= Document passage =
▼▼▼
Constitutional Health Network:
When We Exercise Too Much - THIS Happens Fast

While I’m the first to agree that the prescription for health for most of us is to eat better and exercise more, there’s another important message that seldom gets airtime. That being: when it comes to exercise, more isn’t necessarily better. It’s true that the average person today probably doesn’t get the exercise they need. However, being active and fit doesn’t mean you have to work out at the gym for two hours each day or run a marathon.

In fact, doing either of those things could very well harm your heart rather than helping it.

It’s true that most of us are far more likely to under-exercise than to over-exercise. But for the truly fitness-minded a word of caution is in order. While working out up to an hour per day has huge health benefits, going beyond that hour doesn’t have much of an additional effect. And if you have a grueling cardio training schedule, you could actually end up with scar tissue in your heart.

This research gives a whole new meaning to the term “hard-hearted”

Most of the research so far has been done with hard-core athletes. In particular, marathon runners and other endurance athletes. We’ve long known that serious athletes often develop abnormal EKG readings. And endurance athletes especially — like marathon runners or professional cyclists — are prone to developing a dangerous heart condition called atrial fibrillation.
▲▲▲
= Data for review =
▼▼▼
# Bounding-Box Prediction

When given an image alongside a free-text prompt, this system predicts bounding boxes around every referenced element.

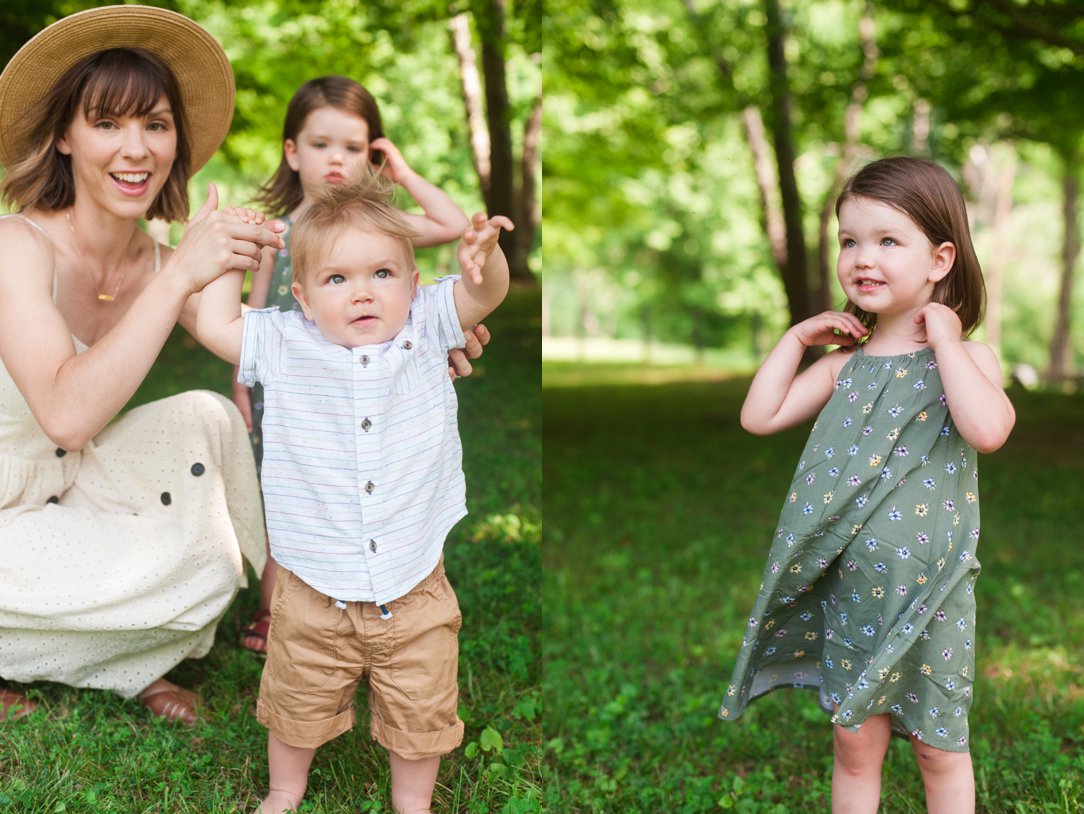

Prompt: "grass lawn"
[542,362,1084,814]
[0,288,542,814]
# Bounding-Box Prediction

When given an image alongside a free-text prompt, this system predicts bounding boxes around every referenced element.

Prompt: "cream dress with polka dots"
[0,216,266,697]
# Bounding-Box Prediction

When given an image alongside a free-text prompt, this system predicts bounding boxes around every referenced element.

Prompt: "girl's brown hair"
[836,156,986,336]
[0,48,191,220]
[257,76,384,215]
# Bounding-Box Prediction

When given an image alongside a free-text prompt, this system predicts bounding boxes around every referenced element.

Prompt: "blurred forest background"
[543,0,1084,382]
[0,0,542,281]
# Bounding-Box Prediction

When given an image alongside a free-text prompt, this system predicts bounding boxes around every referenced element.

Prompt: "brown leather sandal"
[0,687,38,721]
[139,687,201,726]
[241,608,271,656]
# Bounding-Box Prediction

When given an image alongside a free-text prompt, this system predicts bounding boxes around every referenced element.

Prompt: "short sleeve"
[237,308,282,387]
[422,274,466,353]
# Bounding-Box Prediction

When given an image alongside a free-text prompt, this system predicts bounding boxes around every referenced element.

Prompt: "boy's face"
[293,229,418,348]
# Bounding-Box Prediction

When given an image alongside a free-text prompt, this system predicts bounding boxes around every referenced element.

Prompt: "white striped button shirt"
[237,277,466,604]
▲▲▲
▼▼▼
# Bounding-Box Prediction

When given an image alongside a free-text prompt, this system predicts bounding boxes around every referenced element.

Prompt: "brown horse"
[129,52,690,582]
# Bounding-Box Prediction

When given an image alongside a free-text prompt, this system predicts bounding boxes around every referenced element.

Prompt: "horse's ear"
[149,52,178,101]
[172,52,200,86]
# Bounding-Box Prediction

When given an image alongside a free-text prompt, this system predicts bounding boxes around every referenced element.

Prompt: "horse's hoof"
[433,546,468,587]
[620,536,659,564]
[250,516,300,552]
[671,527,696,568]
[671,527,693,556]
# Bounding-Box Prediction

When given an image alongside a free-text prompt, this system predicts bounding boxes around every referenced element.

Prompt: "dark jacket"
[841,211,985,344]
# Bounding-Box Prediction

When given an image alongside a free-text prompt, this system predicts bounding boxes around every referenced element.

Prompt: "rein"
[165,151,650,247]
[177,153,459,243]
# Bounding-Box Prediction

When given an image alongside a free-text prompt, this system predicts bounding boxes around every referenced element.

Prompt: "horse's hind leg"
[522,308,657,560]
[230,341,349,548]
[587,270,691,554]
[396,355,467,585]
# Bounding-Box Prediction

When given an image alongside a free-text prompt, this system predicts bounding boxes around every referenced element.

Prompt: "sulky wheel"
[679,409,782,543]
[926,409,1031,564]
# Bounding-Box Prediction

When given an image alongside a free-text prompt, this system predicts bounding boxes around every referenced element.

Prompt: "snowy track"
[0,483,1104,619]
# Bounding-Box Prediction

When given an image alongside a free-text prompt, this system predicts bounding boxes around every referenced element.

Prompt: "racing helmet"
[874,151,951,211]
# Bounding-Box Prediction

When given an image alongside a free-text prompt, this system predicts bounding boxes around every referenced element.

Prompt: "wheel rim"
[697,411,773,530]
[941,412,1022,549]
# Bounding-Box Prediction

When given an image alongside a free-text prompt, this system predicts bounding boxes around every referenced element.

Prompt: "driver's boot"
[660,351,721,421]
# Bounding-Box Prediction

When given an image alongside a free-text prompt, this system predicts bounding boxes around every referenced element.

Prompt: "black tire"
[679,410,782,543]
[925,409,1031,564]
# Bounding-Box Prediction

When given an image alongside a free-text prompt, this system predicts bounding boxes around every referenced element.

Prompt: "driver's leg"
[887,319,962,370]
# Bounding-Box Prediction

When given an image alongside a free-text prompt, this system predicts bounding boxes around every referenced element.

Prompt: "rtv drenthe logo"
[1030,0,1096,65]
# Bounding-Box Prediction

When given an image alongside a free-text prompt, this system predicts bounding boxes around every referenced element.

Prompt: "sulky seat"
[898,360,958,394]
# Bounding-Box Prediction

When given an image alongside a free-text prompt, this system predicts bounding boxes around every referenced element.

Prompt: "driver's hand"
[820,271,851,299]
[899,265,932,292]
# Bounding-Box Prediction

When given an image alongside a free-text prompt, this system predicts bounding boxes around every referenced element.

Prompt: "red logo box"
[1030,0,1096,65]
▲▲▲
= What to do =
1 - Could you set down, word for word, the part of the article on exercising too much starting with "It’s true that most" and going on through "called atrial fibrillation."?
2 - Can you resume the article on exercising too much, picking up after its final sentence?
None of the rows are needed here.

= Answers to the exercise =
1 -
It’s true that most of us are far more likely to under-exercise than to over-exercise. But for the truly fitness-minded a word of caution is in order. While working out up to an hour per day has huge health benefits, going beyond that hour doesn’t have much of an additional effect. And if you have a grueling cardio training schedule, you could actually end up with scar tissue in your heart.

This research gives a whole new meaning to the term “hard-hearted”

Most of the research so far has been done with hard-core athletes. In particular, marathon runners and other endurance athletes. We’ve long known that serious athletes often develop abnormal EKG readings. And endurance athletes especially — like marathon runners or professional cyclists — are prone to developing a dangerous heart condition called atrial fibrillation.

2 -
In atrial fibrillation, the upper two chambers of the heart beat out of sync with the rest of the heart. This usually goes hand-in-hand with other health issues like coronary artery disease, high blood pressure, or heart attacks. Any type of heart diseases is a risk factor. So are obesity and diabetes. It’s no surprise when the sedentary or the sickly end up with atrial fibrillation.

Endurance athletes, though, should be the healthiest of the healthy. Heart problems should be the farthest thing from their minds. However, this group is a whopping five times more likely than the general public to develop atrial fibrillation. This shocking statistic led researchers to take a serious look at just what effect extreme exercise has on your heart.

What they found was surprising to say the least. Intense training causes stretching of the heart’s chambers. In the areas that experience this stretching, the heart’s ability to pump is reduced. Biomarkers that correspond to heart damage appear in the blood. Within a week or so, these things return to normal. So if you do one insanely tough workout, you’re probably not doing any lasting damage.

If, however, intense training is a part of your regular schedule, it can lead to scarring in your heart. In time, this causes the walls of your heart to stiffen. Your heart may be enlarged. And of course you run the risk of atrial fibrillation. Researchers from Ochsner Health System found that marathoners were three times as likely as others to have scarring in their hearts, and twice as likely to have a heart attack.

Should we treat exercise like a drug?

We all know that when it comes to medication, more isn’t necessarily better. Any medication powerful enough to have an effect usually has an upper limit, and taking more than directed can result in an overdose. It’s beginning to look as if this may be the case for exercise too.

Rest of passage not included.